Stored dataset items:

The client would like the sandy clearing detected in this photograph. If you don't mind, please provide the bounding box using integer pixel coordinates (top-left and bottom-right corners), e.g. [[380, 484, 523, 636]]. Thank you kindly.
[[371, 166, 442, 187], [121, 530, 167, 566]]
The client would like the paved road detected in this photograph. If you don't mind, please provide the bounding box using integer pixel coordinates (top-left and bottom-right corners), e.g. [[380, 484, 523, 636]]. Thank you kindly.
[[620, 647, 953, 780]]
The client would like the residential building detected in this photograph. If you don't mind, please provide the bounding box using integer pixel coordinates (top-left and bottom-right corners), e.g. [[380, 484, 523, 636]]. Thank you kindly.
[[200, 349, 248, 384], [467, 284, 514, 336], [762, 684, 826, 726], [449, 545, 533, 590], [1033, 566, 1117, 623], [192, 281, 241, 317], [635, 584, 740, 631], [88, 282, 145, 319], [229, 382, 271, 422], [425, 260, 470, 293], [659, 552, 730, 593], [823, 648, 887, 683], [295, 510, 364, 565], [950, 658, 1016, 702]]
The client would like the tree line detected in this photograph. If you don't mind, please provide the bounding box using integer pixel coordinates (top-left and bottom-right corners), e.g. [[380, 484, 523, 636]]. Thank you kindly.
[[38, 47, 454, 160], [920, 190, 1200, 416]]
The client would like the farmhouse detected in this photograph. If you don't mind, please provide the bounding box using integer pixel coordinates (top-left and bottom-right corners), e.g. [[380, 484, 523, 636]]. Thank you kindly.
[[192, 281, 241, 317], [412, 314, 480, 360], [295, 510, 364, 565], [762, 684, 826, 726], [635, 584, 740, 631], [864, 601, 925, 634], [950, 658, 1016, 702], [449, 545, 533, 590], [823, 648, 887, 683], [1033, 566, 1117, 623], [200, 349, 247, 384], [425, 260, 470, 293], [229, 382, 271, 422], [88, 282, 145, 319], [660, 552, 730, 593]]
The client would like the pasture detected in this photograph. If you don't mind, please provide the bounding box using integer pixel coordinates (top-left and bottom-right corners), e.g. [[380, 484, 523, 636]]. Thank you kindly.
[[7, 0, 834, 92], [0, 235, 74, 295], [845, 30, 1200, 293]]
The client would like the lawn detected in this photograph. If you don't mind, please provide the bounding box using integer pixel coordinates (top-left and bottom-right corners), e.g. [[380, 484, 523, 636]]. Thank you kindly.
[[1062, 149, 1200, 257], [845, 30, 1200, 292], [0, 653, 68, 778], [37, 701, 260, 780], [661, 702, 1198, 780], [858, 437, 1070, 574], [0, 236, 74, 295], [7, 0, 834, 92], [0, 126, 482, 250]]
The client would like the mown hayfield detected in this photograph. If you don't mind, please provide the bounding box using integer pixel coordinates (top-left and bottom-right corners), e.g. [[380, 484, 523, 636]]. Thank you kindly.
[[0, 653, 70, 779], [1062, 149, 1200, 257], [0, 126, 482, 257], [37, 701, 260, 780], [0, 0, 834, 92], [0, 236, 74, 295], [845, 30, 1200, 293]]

- Short exercise
Rescale the data from the beginning through the line containing "[[620, 647, 953, 780]]", both ends included, and reproduce every line in that span with the requests unchanged. Multiply each bounding-box coordinate in the answers by 2.15 and round to the nearest whole number, with halves rounded up; the sample coordinates within the requests remain as they are.

- Solution for this task
The client would like the sandy clearing detected in this photograph. If you don't mind, please provide the bounding box using integer pixel coordinates (top-left and bottom-right corners), e.g. [[380, 484, 523, 636]]. Thank you kindly.
[[798, 357, 950, 402], [260, 1140, 359, 1217]]
The client would like the paved road detected in this photograph. If you don't mind, please provide the bounding box using integer pixel coordinates (top-left and bottom-right corners), e.g. [[380, 484, 523, 636]]. Thank you kindly.
[[1333, 1391, 2049, 1677]]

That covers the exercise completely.